_Extract:_
Biloela, Banana Area

Indicative Rate * AU$11.90 to AU$11.90

Kroombit Tops offers visitors the chance to get back to nature and camp without facilities, away from phones and technology, in small camping areas with fire-rings for a traditional bush cooking experience.

Take a bushwalk and explore forests on four-wheel-drive roads. Open forests dominated by Sydney blue gum, pink bloodwood and rough-barked apple trees flourish on the park's eastern slopes. In the wetter south-eastern sandstone country, blackbutt forests dominate, and subtropical rainforests grow around some of the creeks. Many birds and animals in Kroombit Tops National Park are at the northern or southern limit of their distribution and it is the only known home to the endangered Kroombit tinkerfrog.

See the remains of a WWII Liberator bomber that crashed at Kroombit Tops in 1945 and remained hidden in the forest until it was discovered nearly 50 years later.

Activities

  • Camping
  • Off Road Driving

Other Information

Family Friendly:

Family friendly – please refer to operator's website for services and facilities.

_Goal:_ Pick up the Kroombit Tops camping listing after its last line and keep writing in the same style. The records that come next are separate material and have no connection to the Kroombit Tops listing.

_Entries provided:_

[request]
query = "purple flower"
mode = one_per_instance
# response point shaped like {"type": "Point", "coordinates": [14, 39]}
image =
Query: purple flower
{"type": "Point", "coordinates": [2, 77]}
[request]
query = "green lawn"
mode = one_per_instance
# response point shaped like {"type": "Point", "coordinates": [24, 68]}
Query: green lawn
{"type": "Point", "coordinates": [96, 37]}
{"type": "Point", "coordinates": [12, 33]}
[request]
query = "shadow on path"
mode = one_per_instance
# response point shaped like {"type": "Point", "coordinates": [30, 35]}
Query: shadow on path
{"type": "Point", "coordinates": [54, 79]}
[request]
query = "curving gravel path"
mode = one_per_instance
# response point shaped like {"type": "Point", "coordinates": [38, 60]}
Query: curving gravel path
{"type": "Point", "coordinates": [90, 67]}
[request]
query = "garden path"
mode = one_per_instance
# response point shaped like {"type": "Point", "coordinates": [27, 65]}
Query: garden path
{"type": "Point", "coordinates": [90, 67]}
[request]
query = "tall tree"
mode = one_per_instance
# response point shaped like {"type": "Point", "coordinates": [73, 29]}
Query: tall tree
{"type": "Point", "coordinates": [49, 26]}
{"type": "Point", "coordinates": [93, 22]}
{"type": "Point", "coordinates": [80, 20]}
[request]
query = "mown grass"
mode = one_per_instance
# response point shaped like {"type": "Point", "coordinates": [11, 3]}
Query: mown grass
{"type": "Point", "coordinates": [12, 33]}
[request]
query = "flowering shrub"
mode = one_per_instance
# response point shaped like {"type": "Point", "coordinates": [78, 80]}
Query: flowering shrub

_Result of the task:_
Tableland Road
via Calliope
Biloela, Banana Area
Queensland
Australia

Our Rooms

The Wall

The Wall camping ground, in the Kroombit Tops National Park, is only accessible via high clearance Four Wheel Drive vehicles. Located on the south bank of Annie Creek, it offers a grassy campsite near the bomber crash site. There are no facilities at this camp site and open fires are permitted only in the fire rings provided (except when there are fire prohibitions, ask about this when booking).

Griffiths Creek Camping Area

Located in the Kroombit Tops National Park, the Griffith Creek camping area is a flat, open and grassy area. Access is available for conventional vehicles, in dry weather only. Enjoy tent camping along the banks of Griffiths Creek. There are no facilities at this camp site and open fires are permitted only in the fire rings provided (except when there are fire prohibitions, ask about this when booking).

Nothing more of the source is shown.